## start Text

For those interested in the folk arts of Mexico, up for auction is a copy of Con Cariño: Mexican Folk Art, a 1986 exhibition catalogue featuring over 300 works of art shown at the San Antonio Museum of Art (SAMA), which published the softcover title (and the smaller publication tucked within it that includes the Spanish-language text only of the larger book). The book's author is Marion Oettinger, Jr., Ph.D. (born 1942), one-time Curator of Folk Art and Latin American Art at the museum and, since 1918, its Curator Emeritus of Latin American Art (he was also the museum's director from 2005-2011). The majority of the works making up the show are from the world-renowned SAMA collections that were gifts of Nelson A. Rockefeller and Robert K. Winn.
The triple-stapled main catalogue measures 8-1/2 inches wide by 11 inches high and comprises 70 pages, while the smaller, double-stapled Spanish-language publication is 7-1/2 inches wide by 10-3/4 inches high and comprises 40 pages. In the main catalogue there are, by my count, 26 color images, with 19 of them color and 7 black-and-white.
The decorated title page, which includes an inked inscription from the curator dated 1986, reads:
CON CARIÑO
MEXICAN FOLK ART
from
the Collection
of the San Antonio Museum Association
By
Marion Oettinger, Jr. PhD
Curator of Folk Art
CON CARIÑO is made possible by a
generous grant from H.E.B. Foods/Drugs
and additional gifts from Mr. and Mrs. David T. Dillon,
Mr. Joe Nicholson, and Mr. and Mrs. Marshall T. Steves, Sr.
On the inside front cover, which is quite sunned and browned (likely a newspaper clipping had been placed there for some time), there's information on the lovely cover itself, which reads: "The catalogue cover is based on designs from the papel amatl (bark paper) of San Pablito, Pueblo and the papel picado (paper cut-outs) of San Salvador Huixcolotla, Puebla." The same design adorns the wraparound cover of the Spanish-language booklet tucked into the back of the main (English-language) catalogue.
The Table of Contents, opposite a lovely color image of a 19th-century painted and lacquered tray from the State of Michoacan, reads (leaving out the page numbers):
Here’s most of the article on the San Antonio Museum of
Art, a wonderful institution I visited some years ago and was most impressed by:
The San Antonio
Museum of Art (SAMA) is an art museum in Downtown San Antonio, Texas,
USA. The museum spans 5,000 years of global culture. The museum is housed in
the historic former Lone Star Brewery (1886) on the Museum Reach of
the San Antonio River Walk. Following a $7.2 million renovation, it opened to
the public in March 1981.
HISTORY. In 1926, the San Antonio Museum Association founded the
Witte Memorial Museum with the intentions of collecting various works of art
and natural history objects. By the 1970s, the Witte Memorial Museum
acquired notable works of art by artists such as Frank Stella, Wayne Thiebaud,
and Philip Guston. Due to the growing pace of art acquisitions, Jack
McGregor (former director of the San Antonio Museum Association) recommended
the board purchase the former Lone Star Brewery complex and split away from the
Witte Memorial Museum. SAMA officially opened its doors to the public on
March 1, 1981.
In 1985, it received
collections of Latin American Folk Art formed by former vice president Nelson
A. Rockefeller and Robert K. Winn.
The museum is situated
on the northern section of the Riverwalk. With the opening of the Gloria
Galt River Landing in 2009, it now anchors the "Museum Reach"

## end Text
## start Entries

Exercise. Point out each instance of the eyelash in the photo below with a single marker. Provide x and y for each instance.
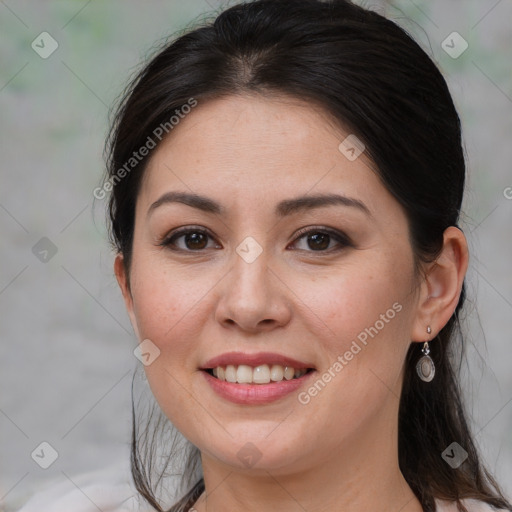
(342, 239)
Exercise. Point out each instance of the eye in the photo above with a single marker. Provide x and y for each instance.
(194, 239)
(320, 239)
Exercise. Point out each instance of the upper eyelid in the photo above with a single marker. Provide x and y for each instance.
(339, 235)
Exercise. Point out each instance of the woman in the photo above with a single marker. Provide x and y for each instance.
(286, 186)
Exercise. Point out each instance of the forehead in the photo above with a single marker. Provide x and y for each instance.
(255, 149)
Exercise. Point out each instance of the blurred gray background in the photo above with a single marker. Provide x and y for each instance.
(66, 343)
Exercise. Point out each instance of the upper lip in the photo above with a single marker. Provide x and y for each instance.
(257, 359)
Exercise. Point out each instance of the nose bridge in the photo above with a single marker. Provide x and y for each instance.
(251, 298)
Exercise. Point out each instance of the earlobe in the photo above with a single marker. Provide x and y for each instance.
(442, 285)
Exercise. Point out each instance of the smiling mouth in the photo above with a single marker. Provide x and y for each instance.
(262, 374)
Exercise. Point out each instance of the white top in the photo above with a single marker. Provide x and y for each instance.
(112, 490)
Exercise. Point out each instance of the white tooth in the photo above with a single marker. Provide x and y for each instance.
(230, 373)
(244, 374)
(276, 372)
(289, 372)
(261, 374)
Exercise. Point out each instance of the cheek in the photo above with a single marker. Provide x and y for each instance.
(166, 305)
(359, 302)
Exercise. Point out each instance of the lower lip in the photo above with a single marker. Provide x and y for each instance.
(255, 394)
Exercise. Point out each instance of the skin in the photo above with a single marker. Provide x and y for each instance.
(338, 452)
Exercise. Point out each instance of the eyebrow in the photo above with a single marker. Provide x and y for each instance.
(282, 209)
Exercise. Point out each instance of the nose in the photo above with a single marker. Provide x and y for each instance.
(253, 297)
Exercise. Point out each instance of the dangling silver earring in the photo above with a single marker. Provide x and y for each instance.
(425, 366)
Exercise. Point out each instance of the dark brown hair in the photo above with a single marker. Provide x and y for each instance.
(372, 77)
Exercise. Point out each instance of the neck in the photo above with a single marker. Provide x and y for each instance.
(360, 474)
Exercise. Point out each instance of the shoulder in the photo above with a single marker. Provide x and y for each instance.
(471, 504)
(109, 490)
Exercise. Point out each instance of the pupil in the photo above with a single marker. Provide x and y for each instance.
(320, 241)
(194, 240)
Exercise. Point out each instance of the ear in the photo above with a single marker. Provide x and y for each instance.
(124, 284)
(442, 285)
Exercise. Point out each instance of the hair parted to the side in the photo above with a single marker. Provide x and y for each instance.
(376, 81)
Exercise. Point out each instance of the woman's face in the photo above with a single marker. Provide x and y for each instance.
(246, 294)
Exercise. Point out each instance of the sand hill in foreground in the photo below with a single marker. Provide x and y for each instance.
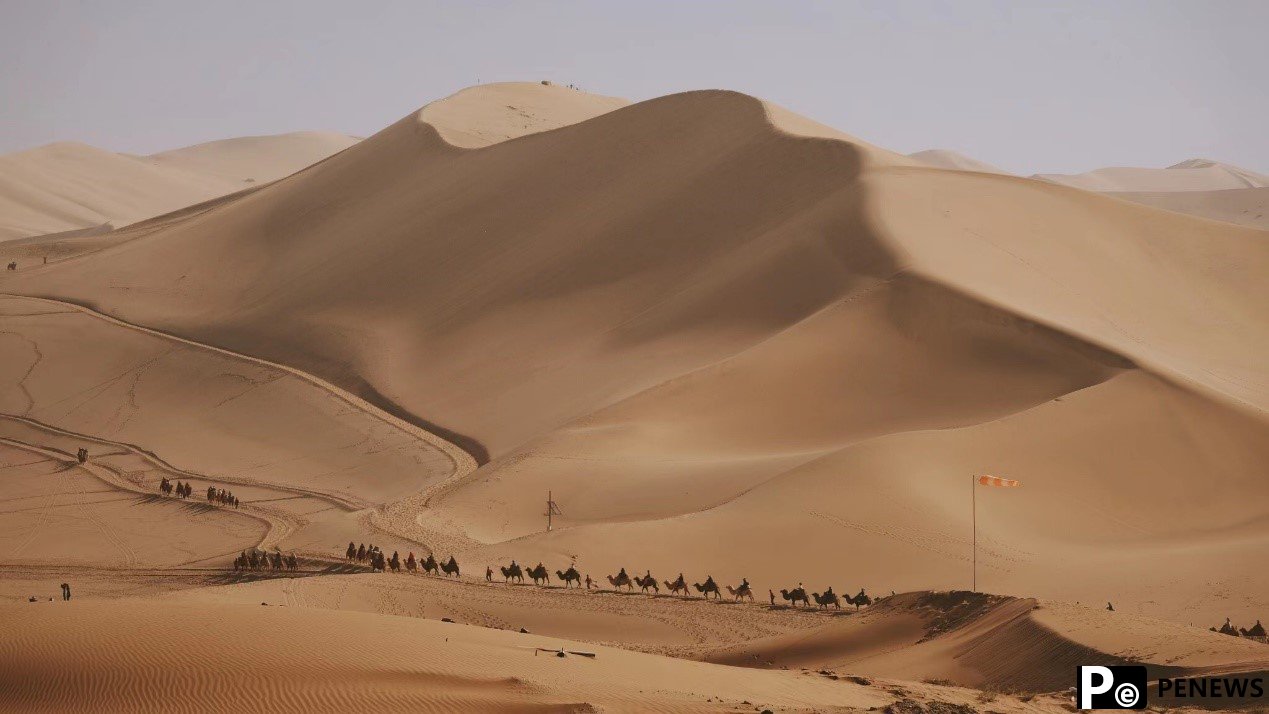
(730, 340)
(735, 341)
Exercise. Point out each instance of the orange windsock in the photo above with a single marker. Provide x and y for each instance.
(998, 481)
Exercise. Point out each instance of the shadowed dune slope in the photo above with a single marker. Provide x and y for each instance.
(734, 340)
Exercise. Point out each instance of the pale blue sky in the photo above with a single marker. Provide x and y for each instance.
(1029, 86)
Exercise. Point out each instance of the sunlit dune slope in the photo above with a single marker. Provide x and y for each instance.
(135, 657)
(69, 185)
(734, 341)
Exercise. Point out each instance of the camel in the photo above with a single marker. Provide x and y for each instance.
(741, 592)
(430, 566)
(539, 573)
(647, 582)
(828, 599)
(677, 585)
(710, 586)
(569, 576)
(861, 599)
(797, 595)
(622, 580)
(451, 567)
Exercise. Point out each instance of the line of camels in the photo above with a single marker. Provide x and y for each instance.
(708, 589)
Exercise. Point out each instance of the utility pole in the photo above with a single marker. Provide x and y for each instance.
(552, 510)
(973, 497)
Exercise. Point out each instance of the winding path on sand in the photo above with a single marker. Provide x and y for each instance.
(400, 518)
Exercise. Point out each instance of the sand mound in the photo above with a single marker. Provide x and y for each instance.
(737, 343)
(67, 187)
(947, 159)
(491, 113)
(1245, 207)
(998, 643)
(1192, 175)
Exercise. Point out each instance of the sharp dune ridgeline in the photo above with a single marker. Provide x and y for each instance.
(729, 341)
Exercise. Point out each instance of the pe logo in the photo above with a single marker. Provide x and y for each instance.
(1112, 688)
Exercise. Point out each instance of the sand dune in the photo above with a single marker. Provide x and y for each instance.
(947, 159)
(1245, 207)
(731, 343)
(1190, 175)
(594, 312)
(255, 658)
(66, 187)
(1000, 643)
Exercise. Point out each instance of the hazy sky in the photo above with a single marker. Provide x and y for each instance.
(1029, 86)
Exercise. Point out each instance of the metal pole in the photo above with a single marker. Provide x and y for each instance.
(973, 499)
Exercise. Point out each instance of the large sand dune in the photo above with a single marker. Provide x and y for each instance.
(729, 340)
(67, 185)
(597, 312)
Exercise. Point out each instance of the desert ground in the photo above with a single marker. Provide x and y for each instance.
(729, 341)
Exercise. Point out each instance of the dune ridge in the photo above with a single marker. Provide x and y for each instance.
(593, 297)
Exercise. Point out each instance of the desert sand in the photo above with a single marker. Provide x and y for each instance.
(69, 187)
(729, 340)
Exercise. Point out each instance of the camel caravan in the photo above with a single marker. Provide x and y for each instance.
(708, 590)
(215, 496)
(255, 559)
(797, 597)
(1255, 632)
(378, 562)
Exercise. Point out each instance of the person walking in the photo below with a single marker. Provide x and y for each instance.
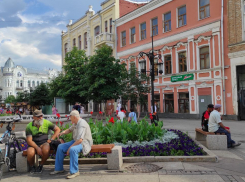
(132, 116)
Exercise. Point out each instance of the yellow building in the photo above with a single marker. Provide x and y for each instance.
(92, 30)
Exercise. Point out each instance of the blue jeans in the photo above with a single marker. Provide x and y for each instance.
(229, 140)
(60, 155)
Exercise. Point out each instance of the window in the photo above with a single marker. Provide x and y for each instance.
(111, 25)
(167, 22)
(204, 9)
(79, 42)
(168, 66)
(182, 16)
(74, 42)
(132, 35)
(204, 58)
(123, 38)
(143, 66)
(183, 102)
(154, 23)
(105, 26)
(182, 62)
(96, 30)
(66, 48)
(85, 41)
(143, 31)
(169, 103)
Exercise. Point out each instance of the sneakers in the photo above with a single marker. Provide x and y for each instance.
(39, 169)
(236, 144)
(32, 169)
(57, 172)
(73, 175)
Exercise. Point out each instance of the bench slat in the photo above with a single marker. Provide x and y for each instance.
(95, 148)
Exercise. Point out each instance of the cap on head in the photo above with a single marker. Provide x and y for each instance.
(37, 113)
(75, 113)
(216, 106)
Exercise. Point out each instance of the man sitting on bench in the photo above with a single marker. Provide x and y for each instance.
(37, 139)
(215, 125)
(82, 142)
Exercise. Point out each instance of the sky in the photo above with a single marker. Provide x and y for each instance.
(30, 30)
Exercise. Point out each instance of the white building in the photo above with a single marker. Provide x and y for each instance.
(14, 79)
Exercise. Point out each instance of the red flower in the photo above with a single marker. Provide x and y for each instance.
(111, 120)
(58, 115)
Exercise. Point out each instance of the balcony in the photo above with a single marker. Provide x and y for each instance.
(102, 38)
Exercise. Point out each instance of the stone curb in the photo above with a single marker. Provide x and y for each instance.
(210, 157)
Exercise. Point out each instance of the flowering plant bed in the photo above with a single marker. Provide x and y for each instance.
(181, 146)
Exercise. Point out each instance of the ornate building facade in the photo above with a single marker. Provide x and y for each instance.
(15, 78)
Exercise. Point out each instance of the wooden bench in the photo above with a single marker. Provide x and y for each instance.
(114, 157)
(213, 141)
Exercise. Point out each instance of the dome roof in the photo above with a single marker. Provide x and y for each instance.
(9, 63)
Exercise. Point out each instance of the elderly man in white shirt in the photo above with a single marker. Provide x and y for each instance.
(215, 125)
(82, 142)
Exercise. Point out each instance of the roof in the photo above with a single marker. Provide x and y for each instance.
(9, 63)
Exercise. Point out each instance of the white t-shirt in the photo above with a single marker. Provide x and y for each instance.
(214, 120)
(121, 115)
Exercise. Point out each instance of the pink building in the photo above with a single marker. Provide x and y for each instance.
(188, 35)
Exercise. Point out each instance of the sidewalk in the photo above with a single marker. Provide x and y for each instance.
(231, 165)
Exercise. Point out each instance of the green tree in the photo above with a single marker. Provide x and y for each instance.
(136, 87)
(40, 96)
(104, 76)
(69, 85)
(10, 99)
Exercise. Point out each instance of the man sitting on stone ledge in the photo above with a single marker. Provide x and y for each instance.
(38, 141)
(215, 125)
(82, 142)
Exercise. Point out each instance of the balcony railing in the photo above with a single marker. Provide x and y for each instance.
(103, 38)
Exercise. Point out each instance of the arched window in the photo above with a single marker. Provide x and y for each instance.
(96, 30)
(85, 41)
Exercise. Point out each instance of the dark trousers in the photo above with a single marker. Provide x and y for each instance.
(229, 140)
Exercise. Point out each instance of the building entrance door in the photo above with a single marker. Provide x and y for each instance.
(241, 91)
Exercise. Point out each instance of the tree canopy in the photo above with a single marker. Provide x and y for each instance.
(104, 76)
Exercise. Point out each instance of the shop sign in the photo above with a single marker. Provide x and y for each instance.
(179, 78)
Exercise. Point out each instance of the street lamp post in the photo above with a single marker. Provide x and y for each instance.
(152, 57)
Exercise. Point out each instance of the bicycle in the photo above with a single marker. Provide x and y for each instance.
(12, 143)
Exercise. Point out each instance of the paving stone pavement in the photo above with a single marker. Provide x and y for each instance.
(229, 168)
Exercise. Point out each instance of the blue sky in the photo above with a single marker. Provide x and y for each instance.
(30, 29)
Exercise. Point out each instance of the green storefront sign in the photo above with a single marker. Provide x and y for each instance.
(182, 77)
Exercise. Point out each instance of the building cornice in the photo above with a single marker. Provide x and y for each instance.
(173, 38)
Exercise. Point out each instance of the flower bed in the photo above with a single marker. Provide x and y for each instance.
(181, 146)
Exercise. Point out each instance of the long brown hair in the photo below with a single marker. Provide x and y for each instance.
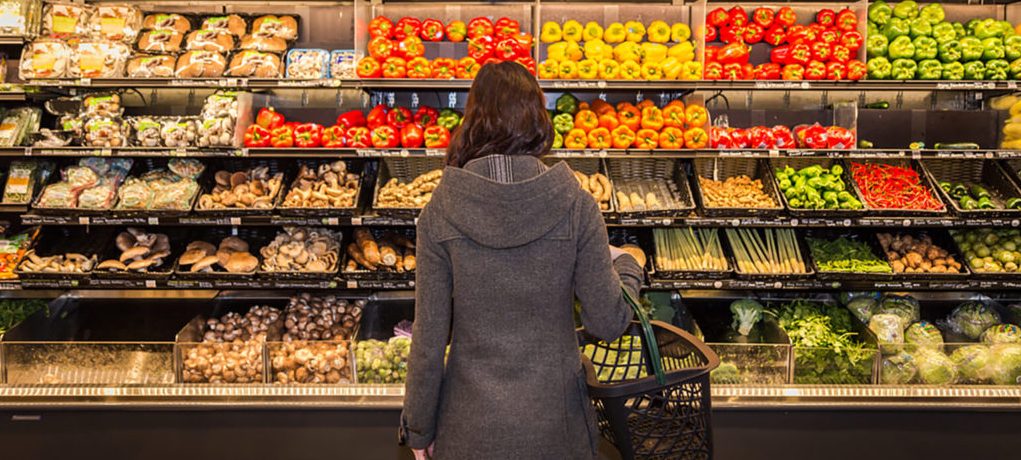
(505, 114)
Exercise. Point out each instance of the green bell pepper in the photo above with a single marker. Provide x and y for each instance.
(879, 68)
(925, 48)
(902, 47)
(997, 69)
(933, 13)
(567, 103)
(564, 122)
(906, 10)
(953, 70)
(929, 69)
(1012, 47)
(974, 70)
(880, 12)
(950, 51)
(904, 69)
(895, 28)
(971, 49)
(920, 28)
(876, 45)
(992, 48)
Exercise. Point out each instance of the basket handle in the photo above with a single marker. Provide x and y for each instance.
(648, 337)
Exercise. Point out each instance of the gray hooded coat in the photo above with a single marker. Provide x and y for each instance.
(503, 248)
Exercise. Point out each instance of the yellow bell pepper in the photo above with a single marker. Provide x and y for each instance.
(609, 69)
(630, 70)
(588, 69)
(549, 69)
(615, 33)
(592, 31)
(653, 52)
(550, 33)
(680, 32)
(683, 51)
(572, 31)
(635, 31)
(691, 70)
(659, 32)
(627, 51)
(568, 70)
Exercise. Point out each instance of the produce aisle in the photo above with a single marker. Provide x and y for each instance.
(211, 205)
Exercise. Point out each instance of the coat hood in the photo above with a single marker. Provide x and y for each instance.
(505, 215)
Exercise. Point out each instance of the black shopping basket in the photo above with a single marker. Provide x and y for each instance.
(652, 401)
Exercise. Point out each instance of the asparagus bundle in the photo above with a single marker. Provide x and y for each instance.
(766, 251)
(688, 249)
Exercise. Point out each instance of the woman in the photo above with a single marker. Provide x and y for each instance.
(503, 248)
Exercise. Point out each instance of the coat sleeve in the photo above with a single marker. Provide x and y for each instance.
(429, 339)
(597, 279)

## end Entries

▶ [Problem set]:
[a] Swap "softcover" for "paperback" and give back everything in the auction listing from "For those interested" down to "Nelson A. Rockefeller and Robert K. Winn.".
[b] Collect every line of the records that contains the word "slope".
The auction listing and the records have no connection to each other.

▶ [Task solutions]:
[a]
For those interested in the folk arts of Mexico, up for auction is a copy of Con Cariño: Mexican Folk Art, a 1986 exhibition catalogue featuring over 300 works of art shown at the San Antonio Museum of Art (SAMA), which published the paperback title (and the smaller publication tucked within it that includes the Spanish-language text only of the larger book). The book's author is Marion Oettinger, Jr., Ph.D. (born 1942), one-time Curator of Folk Art and Latin American Art at the museum and, since 1918, its Curator Emeritus of Latin American Art (he was also the museum's director from 2005-2011). The majority of the works making up the show are from the world-renowned SAMA collections that were gifts of Nelson A. Rockefeller and Robert K. Winn.

[b]
Exercise. Point out each instance of the shadowed dune slope in the photo above with a single marker. Provide x and y for each instance.
Exercise. Point out each instance of the sunlit dune slope in the photo above with a single marker. Provide x and y for each instance.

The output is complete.